● **Given records**

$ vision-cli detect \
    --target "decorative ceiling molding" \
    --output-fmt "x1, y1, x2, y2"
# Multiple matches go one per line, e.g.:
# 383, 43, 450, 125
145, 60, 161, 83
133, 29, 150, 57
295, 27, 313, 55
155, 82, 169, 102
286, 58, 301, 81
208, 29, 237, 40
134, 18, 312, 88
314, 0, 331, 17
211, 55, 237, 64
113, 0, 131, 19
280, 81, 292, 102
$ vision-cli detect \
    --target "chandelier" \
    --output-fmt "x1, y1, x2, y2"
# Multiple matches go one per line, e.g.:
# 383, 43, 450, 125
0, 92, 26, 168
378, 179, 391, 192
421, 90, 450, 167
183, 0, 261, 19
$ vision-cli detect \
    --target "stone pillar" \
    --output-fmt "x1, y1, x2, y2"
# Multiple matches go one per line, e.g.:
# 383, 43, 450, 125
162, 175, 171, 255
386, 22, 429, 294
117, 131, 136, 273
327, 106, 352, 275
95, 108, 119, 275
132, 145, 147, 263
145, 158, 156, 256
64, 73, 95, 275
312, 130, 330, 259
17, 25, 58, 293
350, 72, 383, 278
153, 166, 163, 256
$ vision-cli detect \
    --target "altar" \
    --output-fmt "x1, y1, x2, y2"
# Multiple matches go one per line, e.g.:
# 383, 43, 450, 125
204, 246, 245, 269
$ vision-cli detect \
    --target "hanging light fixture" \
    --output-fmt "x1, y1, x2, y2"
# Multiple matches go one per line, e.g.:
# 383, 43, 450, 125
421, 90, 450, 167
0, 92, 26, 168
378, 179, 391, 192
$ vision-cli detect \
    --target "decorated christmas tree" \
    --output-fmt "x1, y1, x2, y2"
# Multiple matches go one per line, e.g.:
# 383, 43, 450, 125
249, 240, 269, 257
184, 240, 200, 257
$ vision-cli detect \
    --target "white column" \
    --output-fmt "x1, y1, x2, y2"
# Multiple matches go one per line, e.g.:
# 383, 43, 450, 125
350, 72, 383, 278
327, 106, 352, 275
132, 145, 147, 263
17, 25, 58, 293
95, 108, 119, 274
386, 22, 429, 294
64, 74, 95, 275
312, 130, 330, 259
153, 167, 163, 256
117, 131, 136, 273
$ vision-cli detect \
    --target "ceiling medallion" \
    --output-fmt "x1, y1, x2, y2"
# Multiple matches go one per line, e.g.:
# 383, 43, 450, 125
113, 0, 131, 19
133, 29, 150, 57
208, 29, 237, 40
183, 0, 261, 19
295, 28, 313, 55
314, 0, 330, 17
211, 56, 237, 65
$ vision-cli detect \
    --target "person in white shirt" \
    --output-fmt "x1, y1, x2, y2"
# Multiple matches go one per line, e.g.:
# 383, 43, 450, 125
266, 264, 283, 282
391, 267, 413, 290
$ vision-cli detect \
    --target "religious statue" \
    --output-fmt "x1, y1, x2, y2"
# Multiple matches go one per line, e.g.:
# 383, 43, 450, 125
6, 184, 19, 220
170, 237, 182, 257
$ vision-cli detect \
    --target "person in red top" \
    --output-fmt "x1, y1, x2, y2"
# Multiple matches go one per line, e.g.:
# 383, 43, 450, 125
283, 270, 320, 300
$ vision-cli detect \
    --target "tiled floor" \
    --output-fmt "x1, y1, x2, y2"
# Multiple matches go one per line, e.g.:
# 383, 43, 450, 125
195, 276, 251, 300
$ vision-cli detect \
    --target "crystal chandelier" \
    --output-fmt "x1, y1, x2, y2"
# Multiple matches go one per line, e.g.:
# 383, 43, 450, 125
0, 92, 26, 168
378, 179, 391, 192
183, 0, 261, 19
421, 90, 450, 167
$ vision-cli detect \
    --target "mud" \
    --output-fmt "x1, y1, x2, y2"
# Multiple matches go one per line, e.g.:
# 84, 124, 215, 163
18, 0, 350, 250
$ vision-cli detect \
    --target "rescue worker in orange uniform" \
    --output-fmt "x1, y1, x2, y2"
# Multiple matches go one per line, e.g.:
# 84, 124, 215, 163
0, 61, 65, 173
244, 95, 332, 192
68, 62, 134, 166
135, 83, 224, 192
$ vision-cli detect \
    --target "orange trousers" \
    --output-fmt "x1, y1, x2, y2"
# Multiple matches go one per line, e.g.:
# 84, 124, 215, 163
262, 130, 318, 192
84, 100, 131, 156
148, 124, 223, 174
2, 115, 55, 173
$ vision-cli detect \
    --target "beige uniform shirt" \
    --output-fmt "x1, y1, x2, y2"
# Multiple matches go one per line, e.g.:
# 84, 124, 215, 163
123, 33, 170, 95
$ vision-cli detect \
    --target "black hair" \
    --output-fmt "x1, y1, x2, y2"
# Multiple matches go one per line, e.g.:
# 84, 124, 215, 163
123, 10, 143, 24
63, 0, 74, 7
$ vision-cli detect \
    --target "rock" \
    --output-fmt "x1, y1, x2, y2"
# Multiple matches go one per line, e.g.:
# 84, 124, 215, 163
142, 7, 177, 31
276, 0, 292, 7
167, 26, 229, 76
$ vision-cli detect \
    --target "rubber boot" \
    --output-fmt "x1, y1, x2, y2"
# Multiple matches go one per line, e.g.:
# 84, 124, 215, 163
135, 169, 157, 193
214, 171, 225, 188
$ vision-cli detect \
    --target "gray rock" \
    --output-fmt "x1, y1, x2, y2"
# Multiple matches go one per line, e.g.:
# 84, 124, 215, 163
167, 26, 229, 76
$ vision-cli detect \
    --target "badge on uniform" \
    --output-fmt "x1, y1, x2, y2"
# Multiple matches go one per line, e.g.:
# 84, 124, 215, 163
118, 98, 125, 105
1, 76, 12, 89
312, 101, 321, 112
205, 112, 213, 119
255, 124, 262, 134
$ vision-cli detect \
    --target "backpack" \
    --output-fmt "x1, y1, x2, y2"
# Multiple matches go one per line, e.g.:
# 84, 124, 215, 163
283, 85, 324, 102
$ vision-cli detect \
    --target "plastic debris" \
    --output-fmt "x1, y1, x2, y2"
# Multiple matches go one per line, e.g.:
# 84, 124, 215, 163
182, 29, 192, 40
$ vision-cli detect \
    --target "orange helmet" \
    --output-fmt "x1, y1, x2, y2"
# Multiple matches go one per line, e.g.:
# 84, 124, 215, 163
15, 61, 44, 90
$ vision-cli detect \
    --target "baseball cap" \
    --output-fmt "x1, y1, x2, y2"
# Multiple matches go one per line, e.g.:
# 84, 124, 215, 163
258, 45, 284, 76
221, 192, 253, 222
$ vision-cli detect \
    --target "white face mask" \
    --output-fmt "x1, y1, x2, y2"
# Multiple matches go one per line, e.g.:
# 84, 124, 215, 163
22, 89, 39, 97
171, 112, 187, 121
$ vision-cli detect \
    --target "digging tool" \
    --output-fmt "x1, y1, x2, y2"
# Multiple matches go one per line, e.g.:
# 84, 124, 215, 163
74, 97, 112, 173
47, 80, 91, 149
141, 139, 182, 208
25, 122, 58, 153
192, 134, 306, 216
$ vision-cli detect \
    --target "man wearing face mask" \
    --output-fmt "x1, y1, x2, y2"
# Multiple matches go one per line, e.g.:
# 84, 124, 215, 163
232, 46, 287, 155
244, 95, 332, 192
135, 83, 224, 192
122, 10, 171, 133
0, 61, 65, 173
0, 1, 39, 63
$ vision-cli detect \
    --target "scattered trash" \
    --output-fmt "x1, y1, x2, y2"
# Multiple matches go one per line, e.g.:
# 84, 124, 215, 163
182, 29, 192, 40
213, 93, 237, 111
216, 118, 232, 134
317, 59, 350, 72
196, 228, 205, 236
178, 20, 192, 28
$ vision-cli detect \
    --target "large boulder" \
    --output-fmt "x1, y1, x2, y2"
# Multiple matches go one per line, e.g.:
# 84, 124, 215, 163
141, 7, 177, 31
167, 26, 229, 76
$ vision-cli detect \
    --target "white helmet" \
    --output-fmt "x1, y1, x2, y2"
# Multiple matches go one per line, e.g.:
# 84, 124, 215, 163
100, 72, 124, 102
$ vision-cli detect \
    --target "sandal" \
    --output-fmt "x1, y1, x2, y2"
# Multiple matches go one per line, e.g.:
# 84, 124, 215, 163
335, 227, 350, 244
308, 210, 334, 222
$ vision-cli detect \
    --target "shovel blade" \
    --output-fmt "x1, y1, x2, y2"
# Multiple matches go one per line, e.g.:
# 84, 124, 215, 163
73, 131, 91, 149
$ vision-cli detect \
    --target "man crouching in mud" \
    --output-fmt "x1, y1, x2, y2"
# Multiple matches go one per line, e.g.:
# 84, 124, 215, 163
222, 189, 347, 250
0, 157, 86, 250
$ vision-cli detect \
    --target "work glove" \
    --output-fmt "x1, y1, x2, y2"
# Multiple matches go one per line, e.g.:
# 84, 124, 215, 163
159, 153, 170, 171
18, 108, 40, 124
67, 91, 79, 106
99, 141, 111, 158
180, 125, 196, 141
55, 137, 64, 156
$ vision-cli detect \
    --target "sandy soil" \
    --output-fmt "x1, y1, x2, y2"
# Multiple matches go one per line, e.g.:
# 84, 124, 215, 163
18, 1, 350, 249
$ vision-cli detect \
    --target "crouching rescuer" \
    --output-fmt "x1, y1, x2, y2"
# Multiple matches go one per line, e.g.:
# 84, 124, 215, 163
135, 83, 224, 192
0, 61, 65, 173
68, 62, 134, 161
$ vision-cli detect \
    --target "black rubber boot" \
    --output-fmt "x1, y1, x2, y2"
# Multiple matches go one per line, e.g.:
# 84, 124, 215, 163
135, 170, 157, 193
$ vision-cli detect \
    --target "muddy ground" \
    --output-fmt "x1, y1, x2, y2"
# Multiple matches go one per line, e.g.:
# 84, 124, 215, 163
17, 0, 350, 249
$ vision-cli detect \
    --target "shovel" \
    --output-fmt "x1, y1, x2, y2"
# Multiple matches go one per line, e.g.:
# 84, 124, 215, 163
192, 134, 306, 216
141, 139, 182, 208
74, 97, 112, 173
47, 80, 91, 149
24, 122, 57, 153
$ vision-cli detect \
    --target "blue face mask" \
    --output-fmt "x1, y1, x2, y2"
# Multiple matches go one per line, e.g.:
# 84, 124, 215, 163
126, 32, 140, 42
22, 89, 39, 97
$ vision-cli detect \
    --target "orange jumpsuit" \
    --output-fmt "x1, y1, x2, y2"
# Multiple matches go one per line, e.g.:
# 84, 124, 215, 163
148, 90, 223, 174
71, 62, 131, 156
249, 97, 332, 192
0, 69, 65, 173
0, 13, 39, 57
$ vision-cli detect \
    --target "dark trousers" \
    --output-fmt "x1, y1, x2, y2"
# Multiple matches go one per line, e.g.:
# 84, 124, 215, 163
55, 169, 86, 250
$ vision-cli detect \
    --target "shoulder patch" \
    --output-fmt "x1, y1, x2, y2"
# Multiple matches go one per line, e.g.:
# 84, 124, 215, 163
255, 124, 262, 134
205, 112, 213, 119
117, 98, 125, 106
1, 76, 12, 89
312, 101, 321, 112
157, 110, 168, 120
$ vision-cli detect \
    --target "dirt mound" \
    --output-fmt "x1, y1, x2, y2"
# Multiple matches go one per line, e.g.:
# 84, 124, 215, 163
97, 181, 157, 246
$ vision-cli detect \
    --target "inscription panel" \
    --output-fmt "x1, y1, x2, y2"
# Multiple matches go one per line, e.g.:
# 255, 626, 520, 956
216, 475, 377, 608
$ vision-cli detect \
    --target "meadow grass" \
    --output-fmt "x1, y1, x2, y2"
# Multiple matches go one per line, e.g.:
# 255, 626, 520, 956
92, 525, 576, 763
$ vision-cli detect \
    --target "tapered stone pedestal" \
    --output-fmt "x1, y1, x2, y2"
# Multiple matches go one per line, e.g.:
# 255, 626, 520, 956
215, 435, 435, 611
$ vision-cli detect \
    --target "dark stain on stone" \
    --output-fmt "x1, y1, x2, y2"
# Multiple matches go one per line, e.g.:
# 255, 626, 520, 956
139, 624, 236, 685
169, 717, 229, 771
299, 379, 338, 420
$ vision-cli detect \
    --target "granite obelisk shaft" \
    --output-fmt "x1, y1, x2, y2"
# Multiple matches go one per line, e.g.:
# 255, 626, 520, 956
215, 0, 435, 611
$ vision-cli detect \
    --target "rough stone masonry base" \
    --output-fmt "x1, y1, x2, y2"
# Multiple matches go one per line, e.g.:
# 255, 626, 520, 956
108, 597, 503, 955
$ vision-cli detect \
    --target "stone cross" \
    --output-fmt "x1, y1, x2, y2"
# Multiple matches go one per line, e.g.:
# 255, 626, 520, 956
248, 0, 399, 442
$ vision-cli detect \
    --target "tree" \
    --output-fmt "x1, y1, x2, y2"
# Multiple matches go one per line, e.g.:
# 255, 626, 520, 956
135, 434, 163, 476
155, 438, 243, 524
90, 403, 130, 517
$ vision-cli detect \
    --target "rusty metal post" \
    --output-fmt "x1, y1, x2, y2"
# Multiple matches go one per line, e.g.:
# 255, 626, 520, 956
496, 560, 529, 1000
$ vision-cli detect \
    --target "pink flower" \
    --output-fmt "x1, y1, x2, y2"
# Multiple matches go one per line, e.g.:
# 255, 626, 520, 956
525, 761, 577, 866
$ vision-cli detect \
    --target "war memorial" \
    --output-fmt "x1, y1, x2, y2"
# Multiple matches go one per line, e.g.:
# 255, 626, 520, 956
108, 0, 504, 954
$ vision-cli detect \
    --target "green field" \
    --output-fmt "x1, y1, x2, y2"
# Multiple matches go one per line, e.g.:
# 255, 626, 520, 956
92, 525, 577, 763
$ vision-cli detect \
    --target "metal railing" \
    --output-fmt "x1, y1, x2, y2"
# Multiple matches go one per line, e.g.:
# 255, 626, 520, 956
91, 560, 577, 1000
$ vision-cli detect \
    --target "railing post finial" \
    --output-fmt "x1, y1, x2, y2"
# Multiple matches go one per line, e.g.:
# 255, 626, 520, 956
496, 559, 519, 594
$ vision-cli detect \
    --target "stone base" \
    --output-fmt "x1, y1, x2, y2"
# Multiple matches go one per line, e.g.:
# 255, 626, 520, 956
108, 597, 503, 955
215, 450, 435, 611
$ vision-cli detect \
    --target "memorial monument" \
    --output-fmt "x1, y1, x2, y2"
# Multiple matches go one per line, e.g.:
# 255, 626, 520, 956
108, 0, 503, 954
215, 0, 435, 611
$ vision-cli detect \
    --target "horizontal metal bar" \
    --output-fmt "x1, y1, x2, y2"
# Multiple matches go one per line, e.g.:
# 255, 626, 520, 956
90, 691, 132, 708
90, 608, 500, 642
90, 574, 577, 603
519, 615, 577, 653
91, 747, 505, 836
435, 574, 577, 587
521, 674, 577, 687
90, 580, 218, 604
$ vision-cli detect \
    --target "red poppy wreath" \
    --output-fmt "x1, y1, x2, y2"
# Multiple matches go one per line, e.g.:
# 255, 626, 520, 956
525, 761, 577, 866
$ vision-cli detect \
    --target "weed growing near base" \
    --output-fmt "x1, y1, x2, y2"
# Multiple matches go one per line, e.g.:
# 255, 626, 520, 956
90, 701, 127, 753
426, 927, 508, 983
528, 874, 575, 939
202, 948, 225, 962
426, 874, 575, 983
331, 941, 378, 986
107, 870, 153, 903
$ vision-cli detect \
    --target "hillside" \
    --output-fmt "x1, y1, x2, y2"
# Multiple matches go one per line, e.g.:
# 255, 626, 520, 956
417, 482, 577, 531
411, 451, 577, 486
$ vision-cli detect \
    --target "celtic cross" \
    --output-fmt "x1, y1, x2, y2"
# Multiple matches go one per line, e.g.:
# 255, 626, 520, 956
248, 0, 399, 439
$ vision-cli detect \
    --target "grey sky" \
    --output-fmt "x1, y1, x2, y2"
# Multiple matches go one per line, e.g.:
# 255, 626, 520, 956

● **Objective**
Reproduce the material from its first line through the line containing "134, 18, 312, 88", offsetting every bounding-box coordinate in the answers by 58 and keeping all other lines unchanged.

● **Final result**
$ vision-cli detect \
    --target "decorative ceiling molding" \
    --output-fmt "x1, y1, x2, y2"
# Multiple matches go one per line, e.g.:
# 383, 43, 450, 125
203, 118, 219, 141
191, 87, 208, 115
353, 85, 371, 113
213, 140, 227, 160
344, 116, 359, 139
266, 87, 295, 98
192, 76, 370, 146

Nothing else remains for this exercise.